## The task
Could you recast every entry below as a JSON list of strings, with one string per line and no blank lines? Leave the pictures out.
═════ Given data
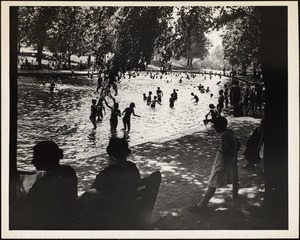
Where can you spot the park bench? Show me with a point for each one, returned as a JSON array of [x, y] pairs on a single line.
[[98, 213]]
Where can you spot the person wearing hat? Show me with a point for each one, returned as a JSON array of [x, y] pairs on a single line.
[[109, 204], [50, 201], [213, 112], [119, 173]]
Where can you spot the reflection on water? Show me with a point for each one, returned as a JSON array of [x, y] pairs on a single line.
[[63, 115]]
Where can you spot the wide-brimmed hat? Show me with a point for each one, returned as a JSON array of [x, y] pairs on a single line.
[[118, 147], [46, 152]]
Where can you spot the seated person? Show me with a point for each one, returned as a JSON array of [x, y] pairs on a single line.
[[113, 192], [51, 197], [214, 114]]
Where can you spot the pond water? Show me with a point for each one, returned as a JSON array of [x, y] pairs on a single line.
[[63, 115]]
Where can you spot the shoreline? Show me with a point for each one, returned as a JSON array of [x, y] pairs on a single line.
[[70, 73]]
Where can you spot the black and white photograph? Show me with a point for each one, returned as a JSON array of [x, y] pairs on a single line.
[[138, 119]]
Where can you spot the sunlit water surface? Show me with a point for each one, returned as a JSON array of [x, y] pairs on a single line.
[[63, 116]]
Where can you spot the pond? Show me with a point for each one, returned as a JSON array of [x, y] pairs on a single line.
[[63, 115]]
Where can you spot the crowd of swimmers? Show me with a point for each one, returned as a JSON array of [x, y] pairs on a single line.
[[49, 196], [235, 100]]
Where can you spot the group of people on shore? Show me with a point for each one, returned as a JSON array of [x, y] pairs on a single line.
[[48, 199]]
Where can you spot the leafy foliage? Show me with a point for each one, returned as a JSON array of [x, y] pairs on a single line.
[[241, 38]]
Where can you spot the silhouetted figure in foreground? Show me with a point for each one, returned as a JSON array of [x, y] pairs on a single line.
[[51, 198], [113, 191]]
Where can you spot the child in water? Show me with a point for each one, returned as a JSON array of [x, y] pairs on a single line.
[[126, 119], [93, 113], [52, 85], [149, 98], [195, 97], [221, 100], [154, 101], [159, 94], [172, 100], [213, 112], [100, 109], [115, 112], [144, 97]]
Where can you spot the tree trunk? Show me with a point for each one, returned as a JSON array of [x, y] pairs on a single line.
[[39, 55], [69, 60], [89, 60], [274, 69]]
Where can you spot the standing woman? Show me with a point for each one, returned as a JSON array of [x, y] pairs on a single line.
[[222, 169], [115, 113], [93, 113], [126, 119]]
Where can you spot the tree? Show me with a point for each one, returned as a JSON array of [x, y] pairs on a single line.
[[34, 23], [191, 41], [241, 38]]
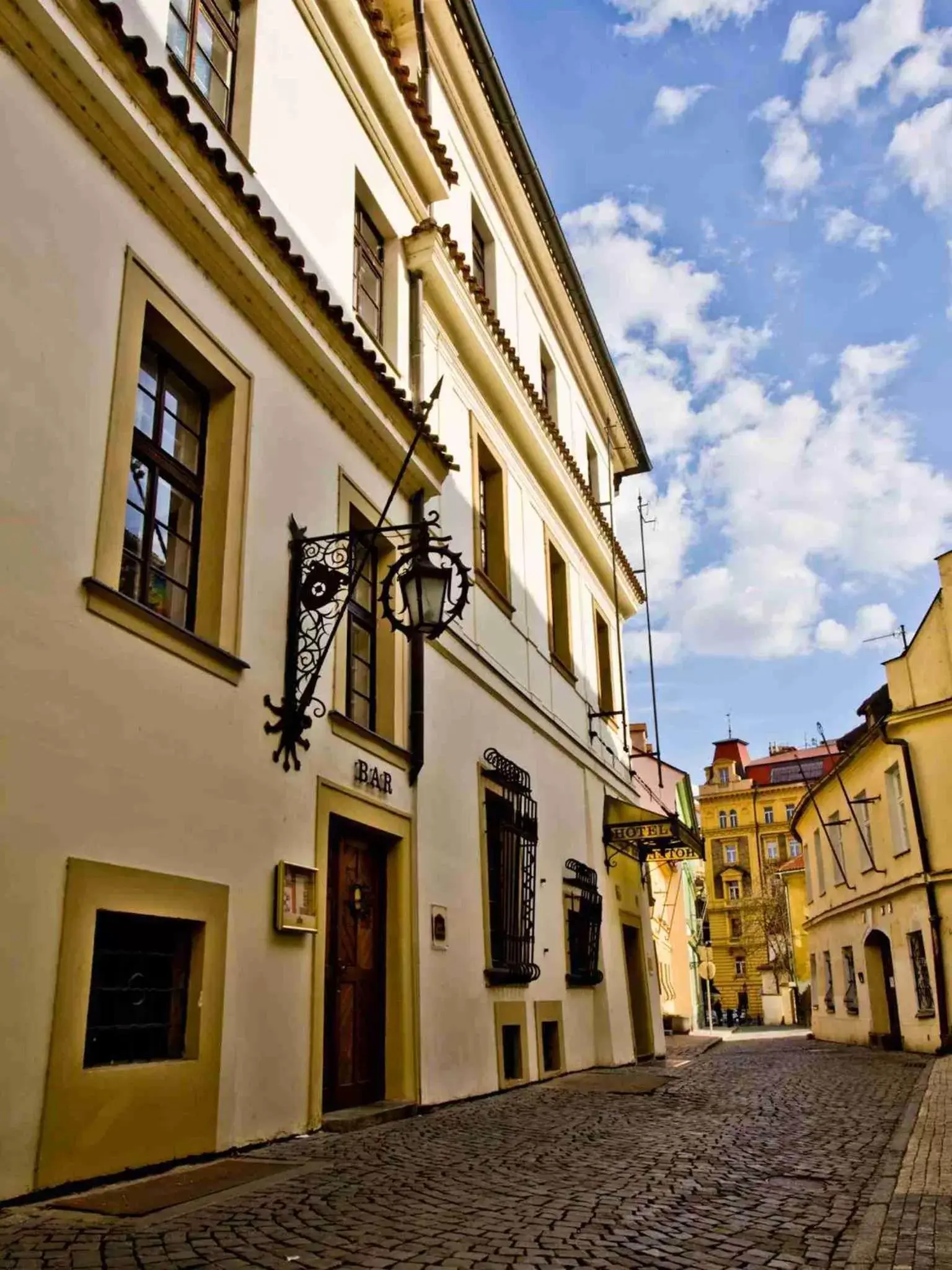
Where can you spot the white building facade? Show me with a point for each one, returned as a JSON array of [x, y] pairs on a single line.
[[242, 246]]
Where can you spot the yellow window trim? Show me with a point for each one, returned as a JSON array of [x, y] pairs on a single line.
[[499, 590], [148, 306]]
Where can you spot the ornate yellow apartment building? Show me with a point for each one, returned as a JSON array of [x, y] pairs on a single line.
[[747, 807]]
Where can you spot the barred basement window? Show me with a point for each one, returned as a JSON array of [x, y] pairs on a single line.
[[583, 923], [139, 992], [850, 996], [512, 837], [926, 1005]]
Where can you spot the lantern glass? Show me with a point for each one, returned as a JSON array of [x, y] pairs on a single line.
[[426, 587]]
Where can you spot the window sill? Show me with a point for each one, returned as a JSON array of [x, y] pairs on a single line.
[[368, 741], [208, 110], [499, 597], [115, 607], [568, 675]]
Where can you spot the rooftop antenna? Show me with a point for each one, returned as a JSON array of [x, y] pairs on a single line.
[[899, 634]]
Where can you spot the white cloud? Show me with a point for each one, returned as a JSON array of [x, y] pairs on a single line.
[[922, 151], [805, 30], [871, 623], [671, 103], [842, 225], [790, 166], [649, 220], [760, 494], [650, 18], [868, 48]]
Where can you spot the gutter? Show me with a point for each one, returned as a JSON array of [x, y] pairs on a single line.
[[926, 864], [485, 65]]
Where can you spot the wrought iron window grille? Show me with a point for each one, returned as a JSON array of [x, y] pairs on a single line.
[[583, 925], [324, 574], [512, 840]]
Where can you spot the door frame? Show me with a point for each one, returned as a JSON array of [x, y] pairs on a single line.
[[402, 1080]]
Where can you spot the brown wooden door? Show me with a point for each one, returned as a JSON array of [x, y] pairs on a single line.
[[355, 969]]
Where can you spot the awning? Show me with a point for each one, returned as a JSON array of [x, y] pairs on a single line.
[[645, 836]]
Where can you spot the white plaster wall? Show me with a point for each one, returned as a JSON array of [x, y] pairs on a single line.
[[83, 696]]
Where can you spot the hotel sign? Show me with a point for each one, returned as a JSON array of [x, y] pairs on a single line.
[[658, 840]]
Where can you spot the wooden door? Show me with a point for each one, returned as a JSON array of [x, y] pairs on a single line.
[[355, 968]]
══════════
## Reply
[
  "Where can you spot the park bench? Show me with a point for each one, returned as a JSON array of [x, y] pairs on a single line.",
  "[[98, 213]]",
  "Where can you spot the person wearing hat? Show me with a point for each one, returned as a JSON array of [x, y] pairs on a single line.",
  "[[109, 204], [50, 201], [213, 112], [119, 173]]",
  "Where can you spot the reflection on water? Show me with a point for each one, returned as a JSON array of [x, y] pairs on a single line.",
  "[[63, 115]]",
  "Where can you spot the wide-brimmed hat? Show me with a point for each one, returned as a JSON array of [x, y] pairs on a single line.",
  "[[118, 147], [46, 152]]",
  "Where can you spot the seated person? Show me with a point for each one, returned as a JSON array of [x, y] pairs on a single line.",
  "[[113, 192], [51, 197], [214, 114]]",
  "Where can you spot the pond water? Show me with a point for each one, returned as a JSON array of [x, y] pairs on a single line.",
  "[[63, 115]]",
  "Where can you spot the shoreline? Show me with a point for each one, returned as a JSON array of [x, y] pairs on a single line.",
  "[[70, 73]]",
  "Where can you spot the black and white photograph? Show me with a point for each one, returned as a JSON array of [x, y] pairs on a single line.",
  "[[138, 119]]",
  "Where can you spot the sunlit water surface? Show me with a point for each one, returned as a JSON array of [x, y] pairs on a single line.",
  "[[63, 116]]",
  "Where can you spot the pond? Show me with a point for each one, returned as a JSON array of [x, y] pairs on a single line.",
  "[[63, 115]]",
  "Where can you spot the crowd of swimmers? Show me with a point for each one, returned as a JSON array of [x, y] pairs on a single line.",
  "[[49, 196], [235, 100]]",
  "Where can you spot the group of people on shore? Show me with a point for each one, returned as a JSON array of [x, y] pairs on a single line.",
  "[[48, 199]]",
  "Where can you spot the leafy foliage? Show me with a point for each one, returned as a JSON array of [x, y] pairs on a single line.",
  "[[241, 38]]",
  "Where can you spot the silhouetted figure in foreground? Show me with a point for each one, returned as a JSON array of [x, y] pairs on a single line.",
  "[[51, 198], [113, 191]]",
  "Where can you spot the child in water? Show me with a point for each one, returned as a JSON array of [x, y] pairs on a single line.",
  "[[126, 119], [93, 113], [52, 85], [149, 98], [195, 97], [221, 100], [154, 101], [159, 94], [172, 100], [213, 112], [100, 109], [115, 112], [144, 97]]",
  "Where can you spot the tree trunk? Show me with a point for each one, returned as a JSON array of [x, y] pairs on a single line.",
  "[[39, 55], [69, 60], [89, 60], [274, 69]]",
  "Where can you spot the standing woman? Show me with a point for each one, returned as a JSON array of [x, y] pairs on a single line.",
  "[[222, 169], [115, 113], [93, 113], [126, 119]]",
  "Where can you spot the tree? Show me with a point for each one, returned as a JSON array of [x, y] pairs on a single line.",
  "[[34, 23], [191, 41], [241, 38]]",
  "Where can you spot the white building facade? Show me with a point for each one, returned as a JSON array of [x, y] pairs on a single line.",
  "[[242, 246]]",
  "Where can you spot the yellow window trim? Show me with a point for each one, returned as a JSON array of [x, y] pairs on a single line.",
  "[[499, 590], [148, 306]]",
  "Where can you spot the ornate yellow apartment building? Show me with a point for each one, returned as a JSON array of [x, y] pairs on a single line.",
  "[[747, 807]]",
  "Where can you spot the barred basement window? Show me with a point for each one, returned as a JSON array of [x, y] pairs on a single line.",
  "[[583, 923], [139, 992], [850, 996], [512, 837], [926, 1005]]",
  "Where can you spot the lantern glass? Show me with a point for each one, returned as a JSON array of [x, y] pairs on a single line.",
  "[[426, 587]]",
  "Where can you spot the window sill? Show me with a point for each one, returned as a JSON array of [x, y] pairs on a single line.",
  "[[368, 741], [208, 110], [499, 597], [115, 607], [568, 675]]",
  "Where can you spot the rooftop antenna? Show me with a point for each one, returned as a JSON array of [x, y] pairs on a single line.",
  "[[899, 634]]",
  "Where can you spot the white cloud? Show me with a point for each one, returned as a JSON array of [x, y] pairs on a single line.",
  "[[922, 151], [805, 30], [871, 623], [671, 103], [842, 225], [790, 166], [649, 220], [760, 494], [650, 18], [868, 48]]",
  "Where can you spot the gutter? Show me with a point for each one, returned as a JSON array of [x, y] pairs on a single line.",
  "[[926, 864], [485, 65]]",
  "Where can you spot the wrought iron window grille? Show me with a point for each one, returned as a JSON array of [x, y] pairs on a single line.",
  "[[583, 925], [324, 574], [512, 840]]",
  "Where can you spot the door frame? Show me with a point for each one, returned as a JSON array of [x, y] pairs on a single line.",
  "[[402, 1080]]",
  "Where can you spot the brown wooden door? Show me with a point for each one, returned as a JSON array of [x, y] pairs on a single line.",
  "[[355, 969]]",
  "Where can you spot the awning? Show me with a point for each one, returned as a JSON array of [x, y] pairs on a single line.",
  "[[645, 836]]",
  "Where can you spot the white plaster wall? Show me with a point for each one, returned as a JSON array of [x, y] pairs on a single line.",
  "[[83, 696]]",
  "Where can you spot the hotel sign? Show me with a point for each one, returned as a JSON array of [x, y] pairs on a single line.",
  "[[658, 840]]",
  "Where can you spot the wooden door? Show me with a point for each one, returned as a JSON array of [x, y] pairs on a single line.",
  "[[355, 968]]"
]